◆ **What to do**:
Write out the entries below in full, exactly as given.

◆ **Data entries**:
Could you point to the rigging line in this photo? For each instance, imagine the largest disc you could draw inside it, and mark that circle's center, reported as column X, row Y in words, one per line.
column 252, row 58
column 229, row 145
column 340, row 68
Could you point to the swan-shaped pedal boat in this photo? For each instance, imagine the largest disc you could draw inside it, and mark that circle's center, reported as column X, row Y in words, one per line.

◆ **Result of this exercise**:
Could you point to the rigging line in this photo? For each instance, imagine the largest disc you could draw inside it, and mark that circle's center, reported as column X, row Y in words, one per line.
column 252, row 58
column 229, row 145
column 340, row 68
Could you point to the swan-shaped pedal boat in this photo? For each instance, imagine the largest disc you could draw inside it, and mark that circle's center, reported as column X, row Y in words, one per line.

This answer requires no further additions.